WORKING DATA:

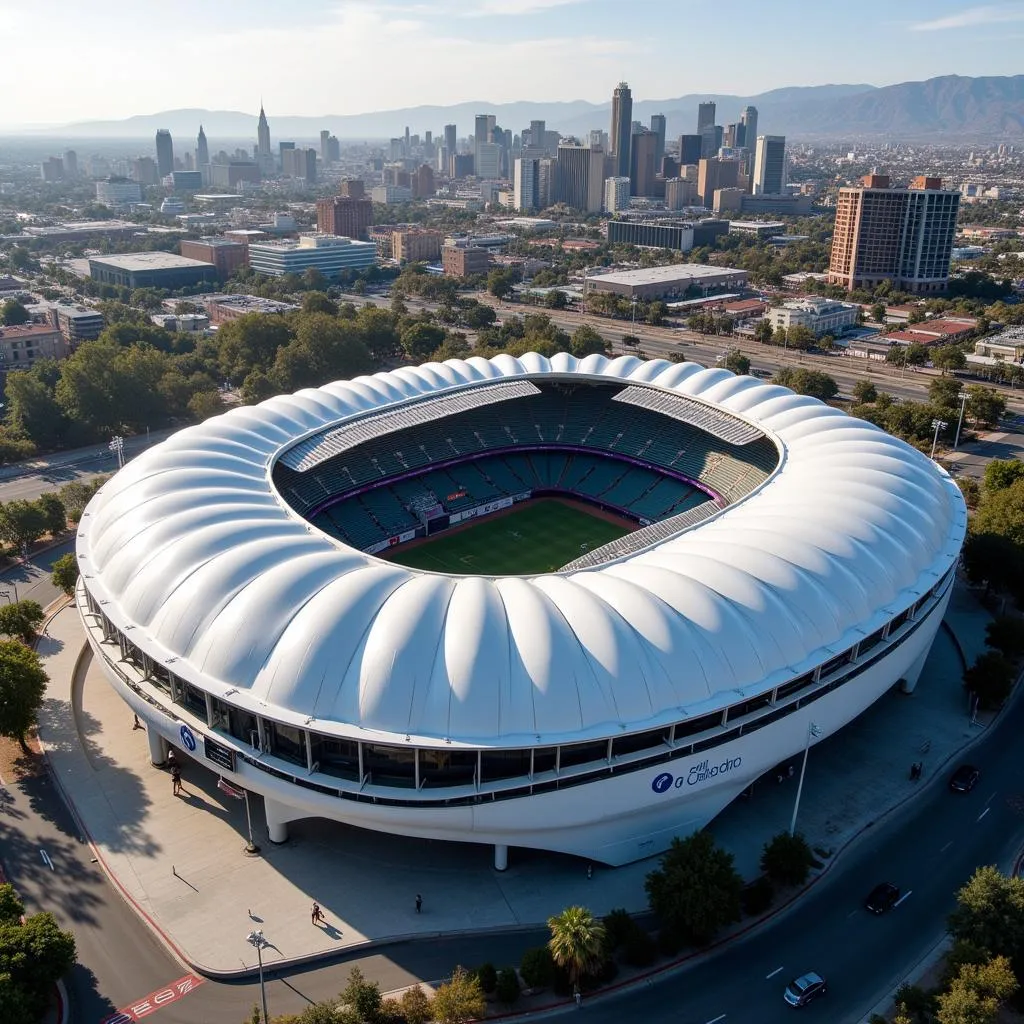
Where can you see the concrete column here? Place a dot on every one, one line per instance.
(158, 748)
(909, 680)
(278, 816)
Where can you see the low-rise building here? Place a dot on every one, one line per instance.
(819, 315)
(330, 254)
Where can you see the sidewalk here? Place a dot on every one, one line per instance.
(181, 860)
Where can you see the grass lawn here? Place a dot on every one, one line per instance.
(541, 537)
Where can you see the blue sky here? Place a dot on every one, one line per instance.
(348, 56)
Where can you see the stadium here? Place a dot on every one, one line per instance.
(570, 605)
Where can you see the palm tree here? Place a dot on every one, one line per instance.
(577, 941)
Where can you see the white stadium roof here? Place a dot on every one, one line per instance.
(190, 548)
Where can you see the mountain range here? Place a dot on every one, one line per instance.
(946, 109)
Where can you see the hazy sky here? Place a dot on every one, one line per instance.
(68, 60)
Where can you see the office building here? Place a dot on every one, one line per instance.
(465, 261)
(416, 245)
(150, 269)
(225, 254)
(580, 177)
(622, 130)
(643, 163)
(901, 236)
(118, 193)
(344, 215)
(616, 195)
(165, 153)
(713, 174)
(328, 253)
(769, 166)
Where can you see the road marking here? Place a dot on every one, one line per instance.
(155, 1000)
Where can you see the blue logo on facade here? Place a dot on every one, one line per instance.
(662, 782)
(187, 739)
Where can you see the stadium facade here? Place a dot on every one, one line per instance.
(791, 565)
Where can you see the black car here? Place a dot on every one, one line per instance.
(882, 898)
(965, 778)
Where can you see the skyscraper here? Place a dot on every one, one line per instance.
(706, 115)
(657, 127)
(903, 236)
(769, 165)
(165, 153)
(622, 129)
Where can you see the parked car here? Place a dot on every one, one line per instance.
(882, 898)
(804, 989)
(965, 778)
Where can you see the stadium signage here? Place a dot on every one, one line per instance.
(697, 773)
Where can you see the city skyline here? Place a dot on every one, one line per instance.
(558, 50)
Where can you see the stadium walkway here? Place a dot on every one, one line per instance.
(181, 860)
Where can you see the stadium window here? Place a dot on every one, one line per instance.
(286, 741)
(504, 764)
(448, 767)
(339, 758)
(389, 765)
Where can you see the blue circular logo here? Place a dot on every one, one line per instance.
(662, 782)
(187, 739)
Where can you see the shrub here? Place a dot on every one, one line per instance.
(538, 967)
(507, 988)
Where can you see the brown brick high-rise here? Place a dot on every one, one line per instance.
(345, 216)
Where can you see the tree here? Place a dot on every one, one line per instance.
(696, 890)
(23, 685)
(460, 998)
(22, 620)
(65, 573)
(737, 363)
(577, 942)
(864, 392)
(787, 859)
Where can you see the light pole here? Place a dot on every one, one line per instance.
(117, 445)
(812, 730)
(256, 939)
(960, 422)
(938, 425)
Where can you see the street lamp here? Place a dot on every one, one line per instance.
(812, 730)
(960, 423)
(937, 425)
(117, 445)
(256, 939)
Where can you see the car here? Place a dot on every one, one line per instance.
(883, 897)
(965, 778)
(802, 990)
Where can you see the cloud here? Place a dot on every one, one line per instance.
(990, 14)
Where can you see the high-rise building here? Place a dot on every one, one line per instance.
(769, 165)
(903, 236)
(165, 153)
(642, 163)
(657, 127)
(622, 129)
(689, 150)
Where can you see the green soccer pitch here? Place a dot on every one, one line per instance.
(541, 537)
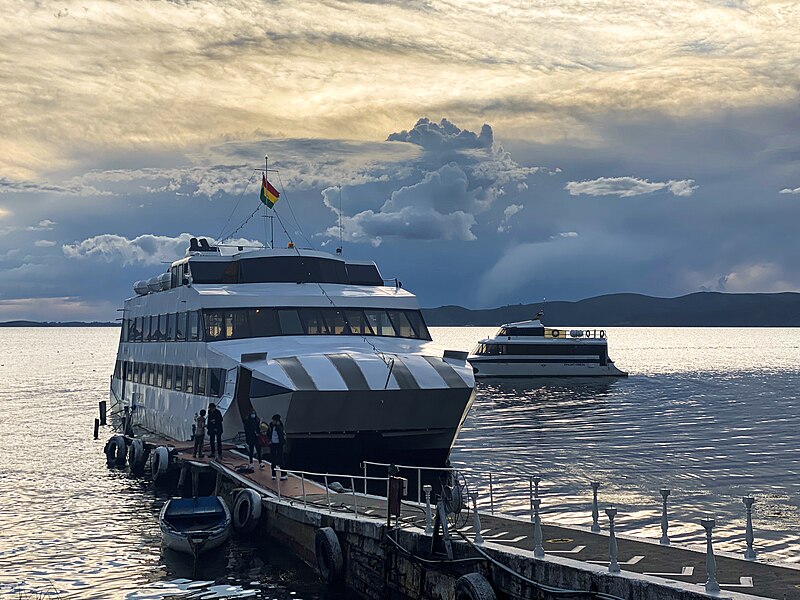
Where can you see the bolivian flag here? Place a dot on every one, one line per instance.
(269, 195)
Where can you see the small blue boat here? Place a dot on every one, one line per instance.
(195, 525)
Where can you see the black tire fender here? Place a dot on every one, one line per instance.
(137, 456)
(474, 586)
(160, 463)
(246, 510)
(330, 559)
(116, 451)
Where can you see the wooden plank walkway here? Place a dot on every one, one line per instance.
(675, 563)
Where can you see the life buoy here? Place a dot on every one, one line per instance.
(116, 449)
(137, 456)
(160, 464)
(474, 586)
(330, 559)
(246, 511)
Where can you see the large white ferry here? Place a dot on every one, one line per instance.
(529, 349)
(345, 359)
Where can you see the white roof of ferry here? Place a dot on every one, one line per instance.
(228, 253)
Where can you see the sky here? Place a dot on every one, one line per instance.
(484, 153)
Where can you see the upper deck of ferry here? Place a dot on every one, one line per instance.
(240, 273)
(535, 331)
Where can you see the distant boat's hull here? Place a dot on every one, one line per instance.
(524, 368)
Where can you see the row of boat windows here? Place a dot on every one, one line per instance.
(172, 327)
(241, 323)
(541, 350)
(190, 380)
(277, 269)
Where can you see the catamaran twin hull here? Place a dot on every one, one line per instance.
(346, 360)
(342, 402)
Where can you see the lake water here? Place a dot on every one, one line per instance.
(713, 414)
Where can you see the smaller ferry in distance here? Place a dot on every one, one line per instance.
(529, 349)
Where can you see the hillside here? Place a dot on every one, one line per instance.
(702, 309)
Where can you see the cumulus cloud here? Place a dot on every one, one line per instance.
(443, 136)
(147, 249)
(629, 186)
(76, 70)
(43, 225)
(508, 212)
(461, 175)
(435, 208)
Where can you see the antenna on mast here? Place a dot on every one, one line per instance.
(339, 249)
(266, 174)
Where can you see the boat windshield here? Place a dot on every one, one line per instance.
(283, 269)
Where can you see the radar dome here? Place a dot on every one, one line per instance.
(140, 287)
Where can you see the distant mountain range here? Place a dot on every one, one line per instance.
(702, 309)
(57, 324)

* * *

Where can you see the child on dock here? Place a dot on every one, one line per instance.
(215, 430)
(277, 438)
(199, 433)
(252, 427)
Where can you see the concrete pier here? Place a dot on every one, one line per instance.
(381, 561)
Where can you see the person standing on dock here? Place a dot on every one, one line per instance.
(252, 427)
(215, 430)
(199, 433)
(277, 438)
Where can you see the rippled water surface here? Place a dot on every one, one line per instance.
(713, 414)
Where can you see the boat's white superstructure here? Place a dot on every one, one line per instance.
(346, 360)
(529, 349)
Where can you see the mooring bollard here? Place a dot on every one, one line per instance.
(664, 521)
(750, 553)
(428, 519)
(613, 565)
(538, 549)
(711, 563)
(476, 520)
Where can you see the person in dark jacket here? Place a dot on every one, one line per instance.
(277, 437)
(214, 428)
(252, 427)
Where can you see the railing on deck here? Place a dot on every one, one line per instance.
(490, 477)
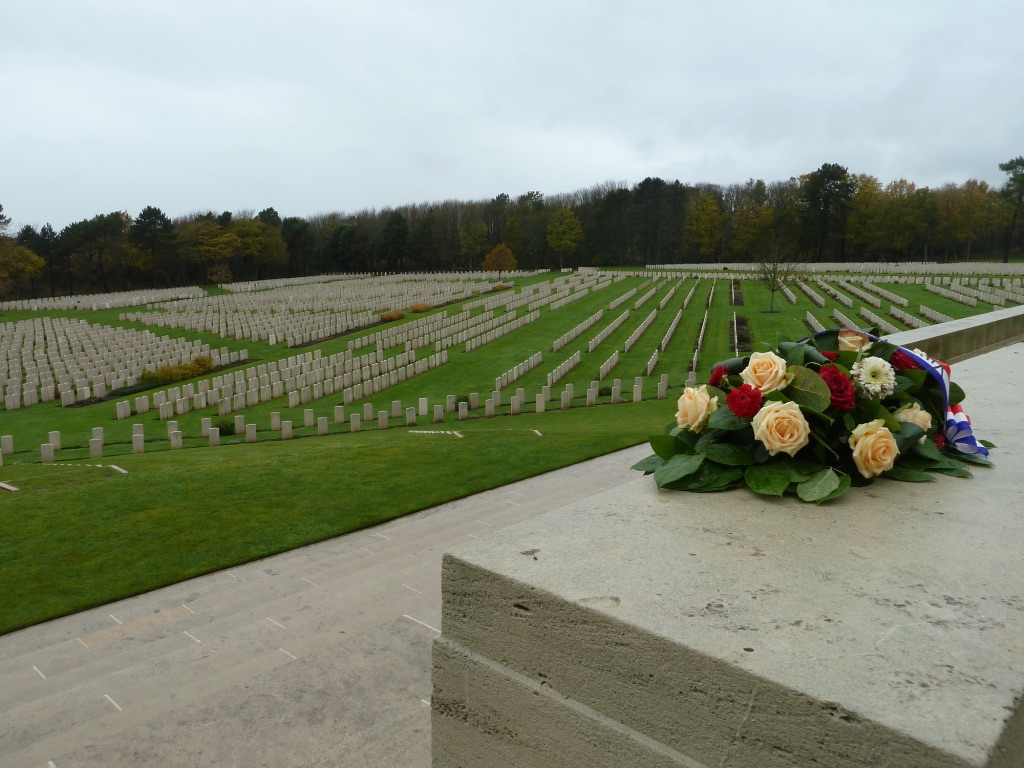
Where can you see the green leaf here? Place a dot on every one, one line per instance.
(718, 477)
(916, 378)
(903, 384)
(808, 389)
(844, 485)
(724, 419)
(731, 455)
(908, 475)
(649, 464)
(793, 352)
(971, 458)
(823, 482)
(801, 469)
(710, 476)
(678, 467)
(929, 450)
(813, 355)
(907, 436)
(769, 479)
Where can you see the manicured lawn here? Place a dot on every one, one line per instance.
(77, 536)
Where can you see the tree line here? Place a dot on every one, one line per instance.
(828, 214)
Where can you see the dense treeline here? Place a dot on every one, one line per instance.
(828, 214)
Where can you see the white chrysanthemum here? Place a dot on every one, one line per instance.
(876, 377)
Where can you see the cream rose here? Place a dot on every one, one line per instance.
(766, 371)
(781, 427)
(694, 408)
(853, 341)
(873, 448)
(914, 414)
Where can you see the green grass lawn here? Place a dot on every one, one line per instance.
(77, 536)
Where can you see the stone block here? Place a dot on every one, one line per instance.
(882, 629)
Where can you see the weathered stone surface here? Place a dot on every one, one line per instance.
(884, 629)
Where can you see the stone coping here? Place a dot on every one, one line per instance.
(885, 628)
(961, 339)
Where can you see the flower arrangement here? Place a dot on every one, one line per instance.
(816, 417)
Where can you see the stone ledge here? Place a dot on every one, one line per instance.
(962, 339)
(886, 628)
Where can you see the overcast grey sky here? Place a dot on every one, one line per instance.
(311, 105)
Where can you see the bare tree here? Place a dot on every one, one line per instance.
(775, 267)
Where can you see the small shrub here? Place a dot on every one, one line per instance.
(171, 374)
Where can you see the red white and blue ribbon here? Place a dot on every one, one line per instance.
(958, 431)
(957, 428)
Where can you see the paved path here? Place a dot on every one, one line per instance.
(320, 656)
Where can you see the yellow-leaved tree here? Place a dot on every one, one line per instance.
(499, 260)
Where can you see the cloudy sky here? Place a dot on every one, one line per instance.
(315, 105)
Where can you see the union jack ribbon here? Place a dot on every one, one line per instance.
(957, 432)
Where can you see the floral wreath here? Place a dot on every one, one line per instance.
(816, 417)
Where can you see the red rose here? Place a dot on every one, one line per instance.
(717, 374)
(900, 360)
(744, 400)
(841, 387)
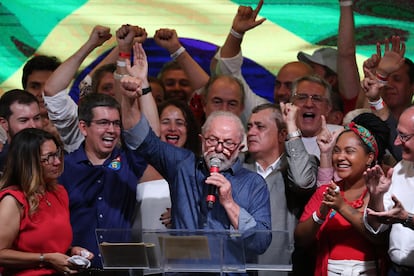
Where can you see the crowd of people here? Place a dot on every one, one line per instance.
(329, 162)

--

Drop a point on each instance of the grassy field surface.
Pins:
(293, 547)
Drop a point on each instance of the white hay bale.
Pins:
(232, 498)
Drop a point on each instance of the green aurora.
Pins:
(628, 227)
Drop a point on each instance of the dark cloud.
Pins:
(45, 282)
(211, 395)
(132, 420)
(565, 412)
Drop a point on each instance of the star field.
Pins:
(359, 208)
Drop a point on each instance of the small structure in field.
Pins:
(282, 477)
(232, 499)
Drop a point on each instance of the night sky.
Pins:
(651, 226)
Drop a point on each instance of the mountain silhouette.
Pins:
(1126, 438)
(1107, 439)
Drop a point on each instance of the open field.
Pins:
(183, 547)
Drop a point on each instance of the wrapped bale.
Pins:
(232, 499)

TASK GOAL: Please count how many lines in the entries above contain the word "dark", and reply with the number alone.

SOLUTION FOR THIS EXERCISE: 2